• _Stated problem_:
Swap "marble" for "granite" in the stretch from the line containing "compact shape [87,930]." through the end of the listing, and reproduce only those lines with everything else left as is.
====== Given records
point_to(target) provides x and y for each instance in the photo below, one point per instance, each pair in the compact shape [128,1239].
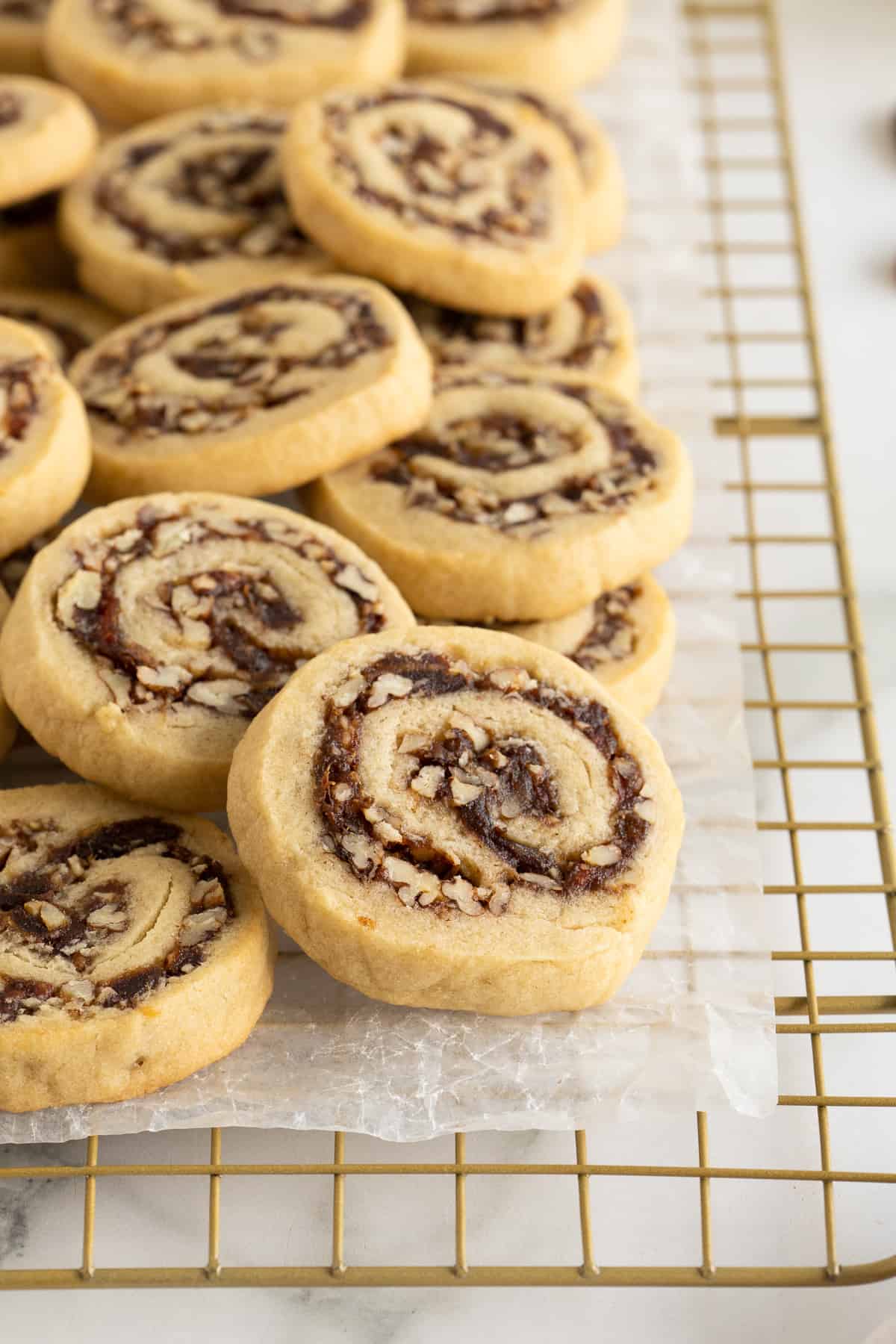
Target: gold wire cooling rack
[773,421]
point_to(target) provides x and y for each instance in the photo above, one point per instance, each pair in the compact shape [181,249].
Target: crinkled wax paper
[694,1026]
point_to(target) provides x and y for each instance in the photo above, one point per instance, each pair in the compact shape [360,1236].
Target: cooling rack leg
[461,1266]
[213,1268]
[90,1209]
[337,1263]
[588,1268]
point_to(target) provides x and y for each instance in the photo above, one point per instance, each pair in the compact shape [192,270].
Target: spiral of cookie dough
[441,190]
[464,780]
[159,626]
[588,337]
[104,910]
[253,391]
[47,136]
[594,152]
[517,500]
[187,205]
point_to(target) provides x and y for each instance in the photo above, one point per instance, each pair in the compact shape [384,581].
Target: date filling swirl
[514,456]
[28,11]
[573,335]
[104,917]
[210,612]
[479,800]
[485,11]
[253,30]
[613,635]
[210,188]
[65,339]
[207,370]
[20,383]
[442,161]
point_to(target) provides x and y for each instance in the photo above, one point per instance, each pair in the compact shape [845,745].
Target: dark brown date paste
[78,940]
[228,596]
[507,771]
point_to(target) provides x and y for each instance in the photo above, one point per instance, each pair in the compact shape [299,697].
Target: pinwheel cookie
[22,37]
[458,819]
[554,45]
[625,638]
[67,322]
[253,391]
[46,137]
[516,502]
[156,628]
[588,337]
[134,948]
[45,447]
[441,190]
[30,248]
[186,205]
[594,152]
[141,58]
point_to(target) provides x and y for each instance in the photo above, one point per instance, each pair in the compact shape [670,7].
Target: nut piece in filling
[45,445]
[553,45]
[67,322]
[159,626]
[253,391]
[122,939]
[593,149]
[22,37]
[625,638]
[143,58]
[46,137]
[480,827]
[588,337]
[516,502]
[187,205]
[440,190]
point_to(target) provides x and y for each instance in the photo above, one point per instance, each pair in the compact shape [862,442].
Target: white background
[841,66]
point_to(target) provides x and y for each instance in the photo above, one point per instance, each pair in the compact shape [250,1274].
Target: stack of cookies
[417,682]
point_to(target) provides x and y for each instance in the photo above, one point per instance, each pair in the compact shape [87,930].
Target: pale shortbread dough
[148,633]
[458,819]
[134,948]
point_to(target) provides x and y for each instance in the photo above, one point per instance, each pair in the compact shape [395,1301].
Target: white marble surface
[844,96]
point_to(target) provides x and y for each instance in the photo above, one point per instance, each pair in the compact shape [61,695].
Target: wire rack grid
============
• _Written answer_:
point_to(target) provides x and y for each instance in the photo above, one point per instance, each pair in the compact shape [87,930].
Target: pale shortbread dough
[148,633]
[458,819]
[134,948]
point_to(target) provides x and y for each instance in the photo above, one point per instance, each pair in the compact shape [395,1301].
Target: white granite surface
[844,96]
point_to(target) provides x and y for each instance in the photo above, one point per instance, each pair in the compact shape [61,695].
Target: wire rack grid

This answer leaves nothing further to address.